La battaglia di Wafa Mustafa per suo padre e le persone sparite in Siria
Wafa Mustafa aveva 23 anni quando suo padre è stato rapito a Damasco dal regime siriano. Il 2 luglio 2013, una settimana dopo è dovuta fuggire insieme alla madre e alla sorella. Da allora, subisce una tortura, a distanza. Quella tortura particolare che vivono le famiglie delle persone vittime di sparizione forzata. Sono oltre 110mila oggi in Siria secondo il Syrian network for human rights.
Ospite del festival di Internazionale a Ferrara, Wafa ha ricordato quante persone innocenti come suo padre, l’attivista Ali Mustafa, siano vittime del regime di Assad e di undici anni di guerra. Quando parla di lui dice che sta “tra la vita e la morte” come se fosse in un purgatorio al quale da nove anni chiede notizie senza risultato. Wafa non dorme bene, non mangia bene – “non c’è notte in cui vado a dormire senza chiedermi se sia vivo o morto” racconta –, ha tentato il suicidio, perde spesso la speranza.

### Esercizio:
Nel brano su Wafa Mustafa, in quale città è stato rapito suo padre? I dati non hanno alcun ruolo in questo.

### Materiale raccolto:
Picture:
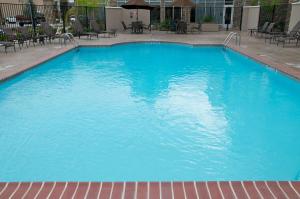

### Soluzione:
A Damasco.